(Aim): Copy the rows from the very first line down through the line containing "Please outline every instance of the woman", changing "even-odd rule" to "even-odd fill rule" and keeping everything else the same.

+-------+

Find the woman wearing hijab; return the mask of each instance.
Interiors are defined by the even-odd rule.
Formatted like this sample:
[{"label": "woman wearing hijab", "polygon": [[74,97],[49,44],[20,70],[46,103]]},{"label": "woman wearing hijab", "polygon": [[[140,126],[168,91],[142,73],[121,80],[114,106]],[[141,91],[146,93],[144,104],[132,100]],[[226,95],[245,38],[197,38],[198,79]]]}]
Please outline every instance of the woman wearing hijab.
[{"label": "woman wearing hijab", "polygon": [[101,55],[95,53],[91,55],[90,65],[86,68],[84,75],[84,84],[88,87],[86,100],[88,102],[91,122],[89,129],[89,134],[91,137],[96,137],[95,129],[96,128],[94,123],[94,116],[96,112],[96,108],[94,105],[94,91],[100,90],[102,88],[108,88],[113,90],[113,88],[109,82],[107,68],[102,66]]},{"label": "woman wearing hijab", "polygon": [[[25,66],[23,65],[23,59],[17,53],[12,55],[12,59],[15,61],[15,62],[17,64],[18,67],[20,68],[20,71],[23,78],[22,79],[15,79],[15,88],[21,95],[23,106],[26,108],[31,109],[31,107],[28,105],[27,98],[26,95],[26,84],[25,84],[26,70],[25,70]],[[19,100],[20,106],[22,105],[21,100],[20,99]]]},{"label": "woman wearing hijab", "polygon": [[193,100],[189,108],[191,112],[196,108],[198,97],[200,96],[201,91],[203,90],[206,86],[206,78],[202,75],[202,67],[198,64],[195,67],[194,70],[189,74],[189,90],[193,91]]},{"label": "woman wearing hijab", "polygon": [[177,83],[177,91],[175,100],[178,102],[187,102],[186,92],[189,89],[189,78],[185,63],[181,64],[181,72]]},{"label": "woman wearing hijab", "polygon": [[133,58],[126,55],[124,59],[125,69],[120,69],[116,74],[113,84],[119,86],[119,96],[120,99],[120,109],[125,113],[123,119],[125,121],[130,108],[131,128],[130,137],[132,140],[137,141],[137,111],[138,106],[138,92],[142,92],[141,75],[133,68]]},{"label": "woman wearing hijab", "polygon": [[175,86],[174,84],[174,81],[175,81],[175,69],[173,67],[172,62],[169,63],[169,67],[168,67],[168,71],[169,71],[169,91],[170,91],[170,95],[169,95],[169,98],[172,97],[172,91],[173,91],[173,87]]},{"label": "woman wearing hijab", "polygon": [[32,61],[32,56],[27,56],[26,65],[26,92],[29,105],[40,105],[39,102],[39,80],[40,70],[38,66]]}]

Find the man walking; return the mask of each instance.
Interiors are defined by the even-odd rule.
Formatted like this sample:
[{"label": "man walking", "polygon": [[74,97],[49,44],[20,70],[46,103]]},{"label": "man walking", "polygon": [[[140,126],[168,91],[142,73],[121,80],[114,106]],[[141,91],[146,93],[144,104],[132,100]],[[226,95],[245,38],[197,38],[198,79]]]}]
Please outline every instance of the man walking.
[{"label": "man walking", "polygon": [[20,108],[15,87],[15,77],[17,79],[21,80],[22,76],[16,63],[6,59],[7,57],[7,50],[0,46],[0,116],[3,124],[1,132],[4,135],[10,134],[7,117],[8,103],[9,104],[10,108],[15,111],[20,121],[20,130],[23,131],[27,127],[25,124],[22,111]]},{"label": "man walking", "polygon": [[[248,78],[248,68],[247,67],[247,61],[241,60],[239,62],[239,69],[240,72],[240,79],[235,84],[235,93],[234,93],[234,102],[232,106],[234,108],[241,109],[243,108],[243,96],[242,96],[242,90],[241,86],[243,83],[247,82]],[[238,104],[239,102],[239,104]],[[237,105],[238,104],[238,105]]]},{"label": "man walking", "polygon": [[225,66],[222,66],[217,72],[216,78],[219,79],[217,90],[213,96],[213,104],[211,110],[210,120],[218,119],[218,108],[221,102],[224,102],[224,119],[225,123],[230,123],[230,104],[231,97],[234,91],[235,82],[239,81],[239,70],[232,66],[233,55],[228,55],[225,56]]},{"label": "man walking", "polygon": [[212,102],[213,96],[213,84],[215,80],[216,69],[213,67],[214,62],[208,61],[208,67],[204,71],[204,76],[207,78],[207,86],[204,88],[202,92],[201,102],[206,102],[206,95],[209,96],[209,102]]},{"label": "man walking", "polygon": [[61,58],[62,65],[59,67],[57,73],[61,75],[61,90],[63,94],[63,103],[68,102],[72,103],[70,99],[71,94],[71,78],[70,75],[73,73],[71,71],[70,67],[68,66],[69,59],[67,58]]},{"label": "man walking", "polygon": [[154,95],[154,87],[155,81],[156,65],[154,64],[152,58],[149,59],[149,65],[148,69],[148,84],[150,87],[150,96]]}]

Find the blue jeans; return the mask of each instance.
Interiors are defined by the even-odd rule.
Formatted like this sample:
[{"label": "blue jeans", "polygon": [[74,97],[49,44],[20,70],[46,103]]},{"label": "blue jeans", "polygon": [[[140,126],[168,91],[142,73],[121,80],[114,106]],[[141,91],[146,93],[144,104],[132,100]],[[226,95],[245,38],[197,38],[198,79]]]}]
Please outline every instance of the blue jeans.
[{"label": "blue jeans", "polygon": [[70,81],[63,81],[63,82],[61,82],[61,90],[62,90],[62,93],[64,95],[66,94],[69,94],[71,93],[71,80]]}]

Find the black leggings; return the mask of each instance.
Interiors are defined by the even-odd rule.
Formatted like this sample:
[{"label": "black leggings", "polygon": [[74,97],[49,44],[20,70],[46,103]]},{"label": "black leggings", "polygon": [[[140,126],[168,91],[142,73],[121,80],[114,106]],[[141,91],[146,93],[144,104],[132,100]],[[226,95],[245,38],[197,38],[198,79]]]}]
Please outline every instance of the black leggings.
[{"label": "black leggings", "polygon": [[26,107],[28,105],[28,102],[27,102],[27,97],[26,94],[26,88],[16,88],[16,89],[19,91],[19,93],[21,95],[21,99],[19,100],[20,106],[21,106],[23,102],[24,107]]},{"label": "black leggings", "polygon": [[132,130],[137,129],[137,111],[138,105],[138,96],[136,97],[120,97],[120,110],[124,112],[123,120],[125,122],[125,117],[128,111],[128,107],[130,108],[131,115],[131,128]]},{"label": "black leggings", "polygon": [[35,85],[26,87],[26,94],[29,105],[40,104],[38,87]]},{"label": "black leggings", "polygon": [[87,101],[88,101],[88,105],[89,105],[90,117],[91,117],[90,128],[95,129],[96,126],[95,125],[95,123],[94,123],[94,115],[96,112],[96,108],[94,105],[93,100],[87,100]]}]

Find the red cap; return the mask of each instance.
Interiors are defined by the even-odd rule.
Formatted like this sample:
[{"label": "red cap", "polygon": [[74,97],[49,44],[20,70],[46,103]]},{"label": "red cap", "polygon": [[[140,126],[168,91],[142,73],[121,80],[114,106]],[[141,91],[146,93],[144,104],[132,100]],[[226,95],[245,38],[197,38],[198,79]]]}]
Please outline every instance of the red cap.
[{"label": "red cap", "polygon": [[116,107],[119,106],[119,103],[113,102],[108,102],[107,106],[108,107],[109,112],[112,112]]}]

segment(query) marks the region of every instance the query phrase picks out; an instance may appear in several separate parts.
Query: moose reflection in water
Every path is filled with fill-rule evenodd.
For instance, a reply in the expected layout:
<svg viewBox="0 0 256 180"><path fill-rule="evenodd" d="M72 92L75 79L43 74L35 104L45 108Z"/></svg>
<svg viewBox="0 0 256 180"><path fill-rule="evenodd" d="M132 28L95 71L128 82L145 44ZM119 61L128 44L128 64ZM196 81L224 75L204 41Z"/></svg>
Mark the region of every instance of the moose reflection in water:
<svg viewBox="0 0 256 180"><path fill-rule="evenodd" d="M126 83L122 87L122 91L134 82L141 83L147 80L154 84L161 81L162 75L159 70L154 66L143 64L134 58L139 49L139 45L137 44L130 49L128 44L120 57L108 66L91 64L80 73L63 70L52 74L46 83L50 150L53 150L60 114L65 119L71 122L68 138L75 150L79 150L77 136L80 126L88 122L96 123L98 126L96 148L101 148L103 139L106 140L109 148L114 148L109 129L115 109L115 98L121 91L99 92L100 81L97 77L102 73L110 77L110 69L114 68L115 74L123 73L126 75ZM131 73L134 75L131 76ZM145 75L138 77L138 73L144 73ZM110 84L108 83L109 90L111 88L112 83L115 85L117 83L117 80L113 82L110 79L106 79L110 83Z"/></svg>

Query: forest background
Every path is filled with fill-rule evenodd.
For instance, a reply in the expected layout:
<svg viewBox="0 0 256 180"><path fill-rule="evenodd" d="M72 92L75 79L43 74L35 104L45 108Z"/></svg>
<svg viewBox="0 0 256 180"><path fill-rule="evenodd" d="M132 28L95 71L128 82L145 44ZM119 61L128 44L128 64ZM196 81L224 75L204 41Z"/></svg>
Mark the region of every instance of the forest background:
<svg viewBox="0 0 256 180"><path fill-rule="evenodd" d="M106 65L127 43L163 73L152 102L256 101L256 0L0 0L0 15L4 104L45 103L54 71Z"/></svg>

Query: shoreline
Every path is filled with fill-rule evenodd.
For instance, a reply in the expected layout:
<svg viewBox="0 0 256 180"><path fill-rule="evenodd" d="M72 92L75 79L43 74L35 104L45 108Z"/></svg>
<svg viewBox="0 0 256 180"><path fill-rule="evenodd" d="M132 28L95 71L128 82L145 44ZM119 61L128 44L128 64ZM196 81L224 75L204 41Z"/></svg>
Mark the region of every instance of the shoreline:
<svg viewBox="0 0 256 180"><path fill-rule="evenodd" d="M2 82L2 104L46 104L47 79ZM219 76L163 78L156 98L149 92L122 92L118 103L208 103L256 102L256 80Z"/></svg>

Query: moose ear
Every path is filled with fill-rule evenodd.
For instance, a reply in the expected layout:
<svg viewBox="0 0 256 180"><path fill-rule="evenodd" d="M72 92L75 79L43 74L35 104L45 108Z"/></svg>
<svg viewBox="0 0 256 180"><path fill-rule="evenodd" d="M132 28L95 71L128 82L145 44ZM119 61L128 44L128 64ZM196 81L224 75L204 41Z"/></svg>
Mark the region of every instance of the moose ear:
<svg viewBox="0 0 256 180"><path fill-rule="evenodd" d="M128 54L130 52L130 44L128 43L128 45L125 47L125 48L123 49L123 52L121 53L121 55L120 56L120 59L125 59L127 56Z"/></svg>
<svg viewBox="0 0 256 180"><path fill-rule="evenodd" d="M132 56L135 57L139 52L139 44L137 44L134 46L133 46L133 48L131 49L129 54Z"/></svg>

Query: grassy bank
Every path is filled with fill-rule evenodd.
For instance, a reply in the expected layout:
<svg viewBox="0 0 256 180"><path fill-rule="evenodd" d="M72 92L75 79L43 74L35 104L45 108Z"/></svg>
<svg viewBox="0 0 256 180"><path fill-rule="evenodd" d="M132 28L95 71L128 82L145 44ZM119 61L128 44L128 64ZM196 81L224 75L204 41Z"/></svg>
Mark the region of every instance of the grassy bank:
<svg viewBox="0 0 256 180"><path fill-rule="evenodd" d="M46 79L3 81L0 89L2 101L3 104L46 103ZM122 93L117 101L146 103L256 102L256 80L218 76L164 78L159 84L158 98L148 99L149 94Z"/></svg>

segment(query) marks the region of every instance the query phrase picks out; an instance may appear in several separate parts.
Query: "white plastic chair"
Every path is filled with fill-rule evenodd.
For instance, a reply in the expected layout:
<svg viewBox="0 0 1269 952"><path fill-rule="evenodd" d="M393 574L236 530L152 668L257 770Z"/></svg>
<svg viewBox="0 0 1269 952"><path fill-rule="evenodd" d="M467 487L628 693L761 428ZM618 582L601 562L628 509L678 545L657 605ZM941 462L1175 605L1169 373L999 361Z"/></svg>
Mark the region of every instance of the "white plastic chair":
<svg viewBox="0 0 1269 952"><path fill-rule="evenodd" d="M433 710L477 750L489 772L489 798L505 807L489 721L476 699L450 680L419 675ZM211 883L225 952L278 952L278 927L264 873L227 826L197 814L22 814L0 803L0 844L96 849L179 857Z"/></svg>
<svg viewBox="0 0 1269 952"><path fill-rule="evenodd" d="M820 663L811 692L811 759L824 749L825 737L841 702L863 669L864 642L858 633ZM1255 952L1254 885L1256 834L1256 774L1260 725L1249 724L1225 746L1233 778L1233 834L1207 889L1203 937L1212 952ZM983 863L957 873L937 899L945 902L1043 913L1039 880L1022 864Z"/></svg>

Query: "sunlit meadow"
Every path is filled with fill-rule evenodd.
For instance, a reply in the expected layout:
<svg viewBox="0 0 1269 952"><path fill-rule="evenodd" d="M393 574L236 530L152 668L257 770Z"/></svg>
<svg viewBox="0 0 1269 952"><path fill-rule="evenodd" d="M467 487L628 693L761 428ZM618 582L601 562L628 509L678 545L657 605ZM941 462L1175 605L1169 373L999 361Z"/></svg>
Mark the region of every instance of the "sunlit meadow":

+-------+

(Solution):
Find the woman wearing hijab; return the mask of each instance.
Interiors are defined by the even-odd fill rule.
Formatted like this sample:
[{"label": "woman wearing hijab", "polygon": [[74,97],[49,44],[20,70],[46,103]]},{"label": "woman wearing hijab", "polygon": [[[140,126],[168,91],[142,73],[121,80],[114,106]],[[141,91],[146,93],[144,104],[132,100]],[[226,95],[245,38],[197,38],[198,79]]]}]
Please outline every instance of the woman wearing hijab.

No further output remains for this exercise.